— begin PROVIDED DATA —
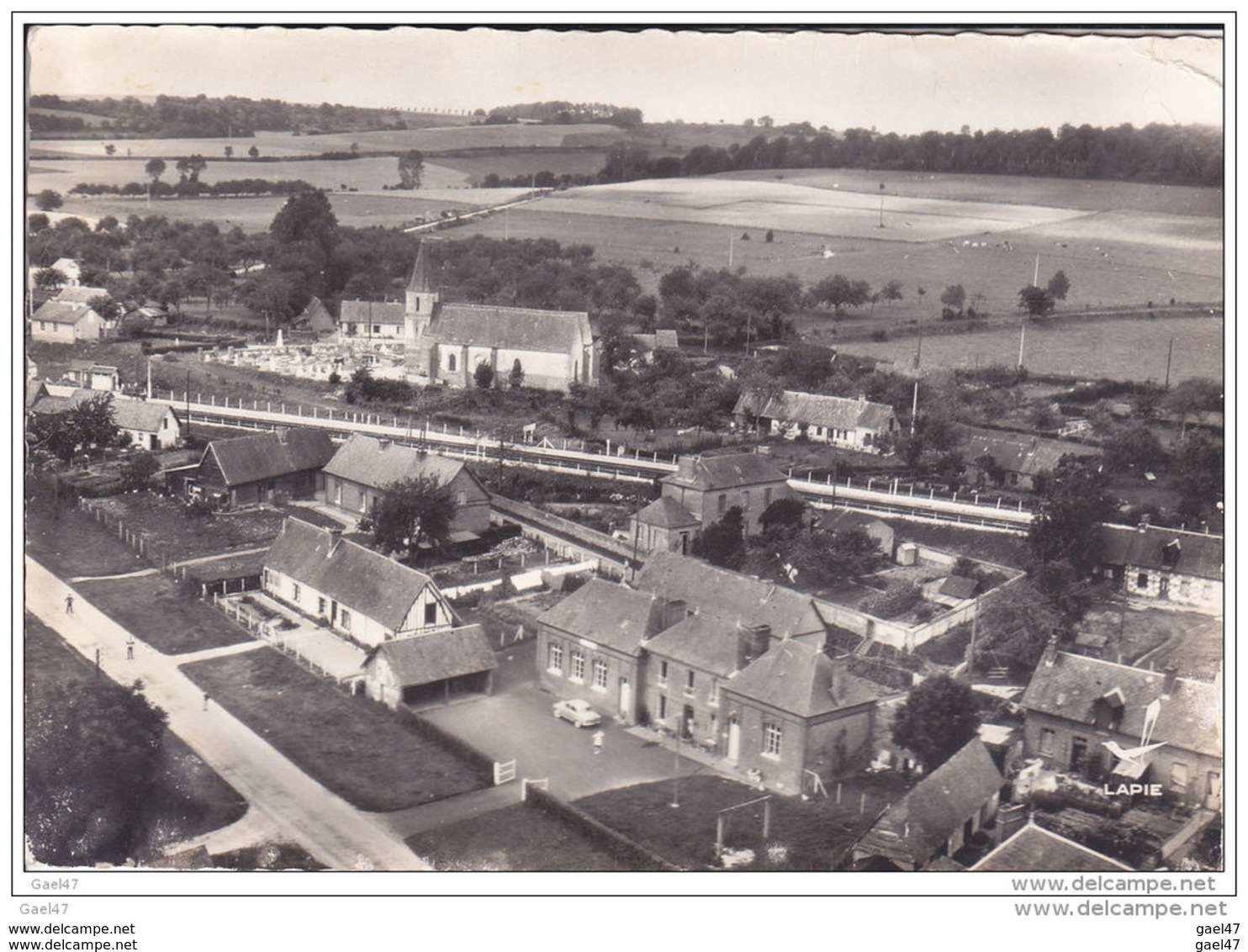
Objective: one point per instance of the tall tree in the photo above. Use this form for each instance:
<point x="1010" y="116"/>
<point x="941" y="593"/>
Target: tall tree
<point x="936" y="722"/>
<point x="413" y="513"/>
— end PROVIDED DATA —
THE TASK:
Rewrite the lines above with "tall tree" changed to "tall pine" and everything else left as it is. Omit the pictures.

COMPLETE OUTPUT:
Objective: one point per instance of the tall pine in the photo above. Use this form for each instance:
<point x="1010" y="116"/>
<point x="941" y="593"/>
Target: tall pine
<point x="936" y="722"/>
<point x="413" y="513"/>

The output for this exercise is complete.